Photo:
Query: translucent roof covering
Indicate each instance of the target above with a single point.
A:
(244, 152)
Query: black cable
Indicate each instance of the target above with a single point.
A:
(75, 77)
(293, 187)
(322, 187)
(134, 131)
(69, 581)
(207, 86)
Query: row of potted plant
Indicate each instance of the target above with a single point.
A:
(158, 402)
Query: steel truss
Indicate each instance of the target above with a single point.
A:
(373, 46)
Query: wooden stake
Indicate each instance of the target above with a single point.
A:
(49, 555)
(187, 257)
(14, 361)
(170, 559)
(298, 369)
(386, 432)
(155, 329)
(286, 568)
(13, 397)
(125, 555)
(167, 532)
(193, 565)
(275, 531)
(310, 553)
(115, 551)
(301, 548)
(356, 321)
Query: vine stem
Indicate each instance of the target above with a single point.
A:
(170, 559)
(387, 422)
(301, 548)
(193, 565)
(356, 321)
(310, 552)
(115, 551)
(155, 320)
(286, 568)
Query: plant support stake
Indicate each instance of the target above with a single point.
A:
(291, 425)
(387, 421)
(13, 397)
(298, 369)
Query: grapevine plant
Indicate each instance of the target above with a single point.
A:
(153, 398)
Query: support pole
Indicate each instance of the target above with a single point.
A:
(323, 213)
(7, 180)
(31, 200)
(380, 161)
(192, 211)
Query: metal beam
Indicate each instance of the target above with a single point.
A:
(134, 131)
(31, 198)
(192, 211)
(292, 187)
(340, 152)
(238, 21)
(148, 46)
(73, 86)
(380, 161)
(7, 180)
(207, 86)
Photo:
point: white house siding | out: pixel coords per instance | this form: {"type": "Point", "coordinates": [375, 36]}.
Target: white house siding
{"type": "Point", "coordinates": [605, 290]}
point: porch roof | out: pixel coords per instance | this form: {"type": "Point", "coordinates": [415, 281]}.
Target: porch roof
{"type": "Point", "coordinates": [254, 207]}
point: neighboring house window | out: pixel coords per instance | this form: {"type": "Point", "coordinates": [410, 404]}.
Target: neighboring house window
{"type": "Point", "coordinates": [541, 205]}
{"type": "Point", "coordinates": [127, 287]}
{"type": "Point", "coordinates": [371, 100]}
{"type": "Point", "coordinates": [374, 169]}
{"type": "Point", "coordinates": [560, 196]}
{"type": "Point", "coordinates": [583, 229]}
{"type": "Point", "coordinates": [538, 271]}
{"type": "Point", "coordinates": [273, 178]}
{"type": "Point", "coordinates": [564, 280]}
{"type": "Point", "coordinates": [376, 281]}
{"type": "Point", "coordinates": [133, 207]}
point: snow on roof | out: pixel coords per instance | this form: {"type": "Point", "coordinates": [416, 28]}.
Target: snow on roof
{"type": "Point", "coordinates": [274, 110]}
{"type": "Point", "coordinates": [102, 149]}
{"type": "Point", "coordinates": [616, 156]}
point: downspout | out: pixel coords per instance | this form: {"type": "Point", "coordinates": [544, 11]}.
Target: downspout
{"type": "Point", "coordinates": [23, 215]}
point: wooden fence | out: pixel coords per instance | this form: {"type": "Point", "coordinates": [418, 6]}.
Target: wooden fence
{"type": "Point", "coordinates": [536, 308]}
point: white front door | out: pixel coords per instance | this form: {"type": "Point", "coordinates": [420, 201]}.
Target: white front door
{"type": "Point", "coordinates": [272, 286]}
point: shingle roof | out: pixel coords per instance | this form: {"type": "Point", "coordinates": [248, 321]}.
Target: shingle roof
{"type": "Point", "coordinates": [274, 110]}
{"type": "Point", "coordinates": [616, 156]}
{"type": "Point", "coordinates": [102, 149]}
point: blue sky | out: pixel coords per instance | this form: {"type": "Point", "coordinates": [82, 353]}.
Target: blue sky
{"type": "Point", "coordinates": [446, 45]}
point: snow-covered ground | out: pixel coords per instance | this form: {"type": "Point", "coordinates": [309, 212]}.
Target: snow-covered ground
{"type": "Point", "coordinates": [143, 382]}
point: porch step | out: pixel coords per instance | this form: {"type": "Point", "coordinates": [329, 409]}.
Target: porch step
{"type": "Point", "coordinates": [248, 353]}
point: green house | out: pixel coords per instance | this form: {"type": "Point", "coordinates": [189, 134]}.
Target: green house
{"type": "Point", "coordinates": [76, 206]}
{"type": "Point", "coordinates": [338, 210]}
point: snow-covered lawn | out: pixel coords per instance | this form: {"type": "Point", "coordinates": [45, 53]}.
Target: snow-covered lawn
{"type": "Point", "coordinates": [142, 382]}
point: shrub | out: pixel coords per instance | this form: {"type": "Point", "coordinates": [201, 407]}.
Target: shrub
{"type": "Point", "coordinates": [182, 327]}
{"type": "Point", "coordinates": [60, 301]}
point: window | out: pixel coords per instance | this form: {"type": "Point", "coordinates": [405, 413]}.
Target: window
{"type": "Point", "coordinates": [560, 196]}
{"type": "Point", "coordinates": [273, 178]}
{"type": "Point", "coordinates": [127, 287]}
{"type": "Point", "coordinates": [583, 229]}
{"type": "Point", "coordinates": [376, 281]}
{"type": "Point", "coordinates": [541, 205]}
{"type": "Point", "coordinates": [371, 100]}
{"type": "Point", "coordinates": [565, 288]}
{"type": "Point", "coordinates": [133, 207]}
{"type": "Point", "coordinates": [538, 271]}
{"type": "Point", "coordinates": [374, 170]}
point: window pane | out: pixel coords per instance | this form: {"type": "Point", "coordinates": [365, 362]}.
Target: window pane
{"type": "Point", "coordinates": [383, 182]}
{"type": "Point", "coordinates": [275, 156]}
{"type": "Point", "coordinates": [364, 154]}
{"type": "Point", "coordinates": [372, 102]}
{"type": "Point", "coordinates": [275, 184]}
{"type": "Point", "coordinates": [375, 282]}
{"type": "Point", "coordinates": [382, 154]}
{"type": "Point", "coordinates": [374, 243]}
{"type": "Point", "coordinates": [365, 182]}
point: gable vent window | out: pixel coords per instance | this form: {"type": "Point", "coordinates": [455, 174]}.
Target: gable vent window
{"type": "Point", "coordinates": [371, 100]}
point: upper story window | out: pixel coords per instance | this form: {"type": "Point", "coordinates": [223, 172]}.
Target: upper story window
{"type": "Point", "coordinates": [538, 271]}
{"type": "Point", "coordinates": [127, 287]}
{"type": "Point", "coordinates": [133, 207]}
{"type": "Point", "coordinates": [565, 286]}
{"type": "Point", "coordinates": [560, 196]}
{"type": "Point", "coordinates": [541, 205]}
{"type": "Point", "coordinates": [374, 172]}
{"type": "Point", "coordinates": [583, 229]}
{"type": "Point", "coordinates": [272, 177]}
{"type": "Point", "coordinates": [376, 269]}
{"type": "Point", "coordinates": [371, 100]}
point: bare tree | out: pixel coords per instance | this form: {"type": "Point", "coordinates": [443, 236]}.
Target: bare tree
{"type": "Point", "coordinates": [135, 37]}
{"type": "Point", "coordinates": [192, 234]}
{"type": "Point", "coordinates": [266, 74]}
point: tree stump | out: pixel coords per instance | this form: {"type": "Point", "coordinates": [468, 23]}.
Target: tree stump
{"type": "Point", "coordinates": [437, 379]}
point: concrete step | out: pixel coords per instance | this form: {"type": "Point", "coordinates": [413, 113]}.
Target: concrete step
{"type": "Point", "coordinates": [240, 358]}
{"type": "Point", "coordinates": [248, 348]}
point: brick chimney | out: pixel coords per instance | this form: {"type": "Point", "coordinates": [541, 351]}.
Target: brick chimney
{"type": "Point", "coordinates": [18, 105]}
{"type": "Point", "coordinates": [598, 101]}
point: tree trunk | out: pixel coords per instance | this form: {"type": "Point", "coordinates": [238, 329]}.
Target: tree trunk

-------------------------

→ Set task
Render every line of the records above as a single numbered list, omitting any blank lines.

→ Written answer
1. Photo:
2. Query: translucent roof covering
3. Indicate each instance of the target above with a single point.
4. A:
5. (244, 152)
6. Query: black cable
7. Indicate each instance of the target above with a single point.
8. A:
9. (75, 77)
10. (293, 187)
11. (322, 187)
12. (134, 131)
13. (69, 581)
14. (207, 86)
15. Query: row of potted plant
16. Indicate each instance of the target above with a single point.
17. A:
18. (158, 402)
19. Query: steel truss
20. Indicate each instance of the target above with a single point.
21. A:
22. (373, 46)
23. Query: wooden stake
24. Indicate each instance of the target above with a single point.
25. A:
26. (49, 555)
27. (187, 257)
28. (14, 361)
29. (170, 559)
30. (298, 369)
31. (386, 432)
32. (155, 329)
33. (286, 568)
34. (13, 397)
35. (125, 555)
36. (167, 532)
37. (193, 565)
38. (275, 531)
39. (310, 553)
40. (115, 551)
41. (301, 548)
42. (356, 321)
43. Query: vine stem
44. Indicate each instance of the target above with a single point.
45. A:
46. (170, 559)
47. (387, 422)
48. (301, 548)
49. (193, 565)
50. (356, 321)
51. (310, 552)
52. (115, 551)
53. (155, 320)
54. (286, 568)
55. Query: plant support stake
56. Indicate each instance of the target above with a single point.
57. A:
58. (291, 425)
59. (387, 421)
60. (13, 397)
61. (298, 369)
62. Query: grapevine plant
63. Indicate each instance of the target above with a single point.
64. A:
65. (153, 398)
66. Query: support pole
67. Indicate each instance of the target above with a single point.
68. A:
69. (323, 213)
70. (7, 180)
71. (31, 200)
72. (380, 161)
73. (192, 211)
74. Query: metal beam
75. Indicate each instance of the target above with a single point.
76. A:
77. (134, 131)
78. (31, 198)
79. (192, 211)
80. (292, 187)
81. (340, 152)
82. (238, 21)
83. (148, 46)
84. (73, 86)
85. (380, 161)
86. (7, 180)
87. (207, 86)
88. Photo:
89. point: white house siding | out: pixel coords per instance | this form: {"type": "Point", "coordinates": [375, 36]}.
90. Target: white house siding
91. {"type": "Point", "coordinates": [605, 290]}
92. point: porch roof | out: pixel coords per instance | this form: {"type": "Point", "coordinates": [415, 281]}.
93. Target: porch roof
94. {"type": "Point", "coordinates": [254, 207]}
95. point: neighboring house window | out: pixel coords per instance | this form: {"type": "Point", "coordinates": [410, 404]}.
96. Target: neighboring house window
97. {"type": "Point", "coordinates": [541, 205]}
98. {"type": "Point", "coordinates": [127, 287]}
99. {"type": "Point", "coordinates": [371, 100]}
100. {"type": "Point", "coordinates": [374, 169]}
101. {"type": "Point", "coordinates": [560, 196]}
102. {"type": "Point", "coordinates": [583, 229]}
103. {"type": "Point", "coordinates": [538, 271]}
104. {"type": "Point", "coordinates": [273, 178]}
105. {"type": "Point", "coordinates": [564, 280]}
106. {"type": "Point", "coordinates": [376, 281]}
107. {"type": "Point", "coordinates": [133, 207]}
108. point: snow on roof | out: pixel coords per instance | this form: {"type": "Point", "coordinates": [416, 28]}.
109. Target: snow on roof
110. {"type": "Point", "coordinates": [274, 110]}
111. {"type": "Point", "coordinates": [102, 149]}
112. {"type": "Point", "coordinates": [616, 156]}
113. point: downspout | out: pixel coords per instance | this form: {"type": "Point", "coordinates": [544, 11]}.
114. Target: downspout
115. {"type": "Point", "coordinates": [23, 215]}
116. point: wooden fence | out: pixel coords per instance | this form: {"type": "Point", "coordinates": [418, 6]}.
117. Target: wooden fence
118. {"type": "Point", "coordinates": [536, 308]}
119. point: white front door | out: pixel coords per instance | this form: {"type": "Point", "coordinates": [420, 201]}.
120. Target: white front door
121. {"type": "Point", "coordinates": [272, 286]}
122. point: shingle roof | out: pixel coords per instance | this form: {"type": "Point", "coordinates": [248, 321]}.
123. Target: shingle roof
124. {"type": "Point", "coordinates": [274, 110]}
125. {"type": "Point", "coordinates": [616, 156]}
126. {"type": "Point", "coordinates": [102, 149]}
127. point: blue sky | out: pixel coords per instance | this form: {"type": "Point", "coordinates": [82, 353]}.
128. Target: blue sky
129. {"type": "Point", "coordinates": [446, 45]}
130. point: snow-covered ground | out: pixel coords per instance | this form: {"type": "Point", "coordinates": [309, 212]}.
131. Target: snow-covered ground
132. {"type": "Point", "coordinates": [143, 382]}
133. point: porch step | out: pixel coords per instance | this form: {"type": "Point", "coordinates": [329, 409]}.
134. Target: porch step
135. {"type": "Point", "coordinates": [248, 353]}
136. point: green house | out: pixel coords per instance | this form: {"type": "Point", "coordinates": [189, 134]}.
137. Target: green house
138. {"type": "Point", "coordinates": [76, 206]}
139. {"type": "Point", "coordinates": [338, 210]}
140. point: snow-covered lawn | out: pixel coords per instance | this form: {"type": "Point", "coordinates": [45, 53]}.
141. Target: snow-covered lawn
142. {"type": "Point", "coordinates": [142, 382]}
143. point: shrub | out: pixel coords per instance | this form: {"type": "Point", "coordinates": [201, 407]}.
144. Target: shrub
145. {"type": "Point", "coordinates": [182, 327]}
146. {"type": "Point", "coordinates": [60, 301]}
147. point: window | out: pixel coords per instance | this form: {"type": "Point", "coordinates": [405, 413]}.
148. Target: window
149. {"type": "Point", "coordinates": [560, 196]}
150. {"type": "Point", "coordinates": [273, 178]}
151. {"type": "Point", "coordinates": [127, 287]}
152. {"type": "Point", "coordinates": [583, 229]}
153. {"type": "Point", "coordinates": [376, 281]}
154. {"type": "Point", "coordinates": [541, 205]}
155. {"type": "Point", "coordinates": [371, 100]}
156. {"type": "Point", "coordinates": [565, 288]}
157. {"type": "Point", "coordinates": [133, 207]}
158. {"type": "Point", "coordinates": [538, 271]}
159. {"type": "Point", "coordinates": [374, 170]}
160. point: window pane | out: pixel coords per instance | this form: {"type": "Point", "coordinates": [365, 362]}.
161. Target: window pane
162. {"type": "Point", "coordinates": [383, 182]}
163. {"type": "Point", "coordinates": [275, 156]}
164. {"type": "Point", "coordinates": [364, 154]}
165. {"type": "Point", "coordinates": [372, 102]}
166. {"type": "Point", "coordinates": [275, 184]}
167. {"type": "Point", "coordinates": [375, 282]}
168. {"type": "Point", "coordinates": [382, 154]}
169. {"type": "Point", "coordinates": [374, 243]}
170. {"type": "Point", "coordinates": [365, 182]}
171. point: gable vent window | out: pixel coords per instance | this form: {"type": "Point", "coordinates": [455, 174]}.
172. Target: gable vent window
173. {"type": "Point", "coordinates": [371, 100]}
174. point: upper story window | out: pixel coords per instance | this form: {"type": "Point", "coordinates": [223, 172]}.
175. Target: upper story window
176. {"type": "Point", "coordinates": [538, 271]}
177. {"type": "Point", "coordinates": [127, 287]}
178. {"type": "Point", "coordinates": [133, 207]}
179. {"type": "Point", "coordinates": [565, 286]}
180. {"type": "Point", "coordinates": [560, 196]}
181. {"type": "Point", "coordinates": [541, 205]}
182. {"type": "Point", "coordinates": [374, 172]}
183. {"type": "Point", "coordinates": [583, 229]}
184. {"type": "Point", "coordinates": [272, 177]}
185. {"type": "Point", "coordinates": [376, 269]}
186. {"type": "Point", "coordinates": [371, 100]}
187. point: bare tree | out: pixel coords per instance | this form: {"type": "Point", "coordinates": [443, 236]}.
188. Target: bare tree
189. {"type": "Point", "coordinates": [135, 37]}
190. {"type": "Point", "coordinates": [192, 234]}
191. {"type": "Point", "coordinates": [266, 74]}
192. point: tree stump | out: pixel coords per instance | this form: {"type": "Point", "coordinates": [468, 23]}.
193. Target: tree stump
194. {"type": "Point", "coordinates": [437, 379]}
195. point: concrete step | out: pixel coords per instance | this form: {"type": "Point", "coordinates": [413, 113]}.
196. Target: concrete step
197. {"type": "Point", "coordinates": [240, 358]}
198. {"type": "Point", "coordinates": [248, 348]}
199. point: brick chimney | out: pixel coords per instance | this form: {"type": "Point", "coordinates": [541, 351]}.
200. Target: brick chimney
201. {"type": "Point", "coordinates": [18, 105]}
202. {"type": "Point", "coordinates": [598, 101]}
203. point: tree trunk | out: pixel coords per instance | this form: {"type": "Point", "coordinates": [238, 329]}.
204. Target: tree trunk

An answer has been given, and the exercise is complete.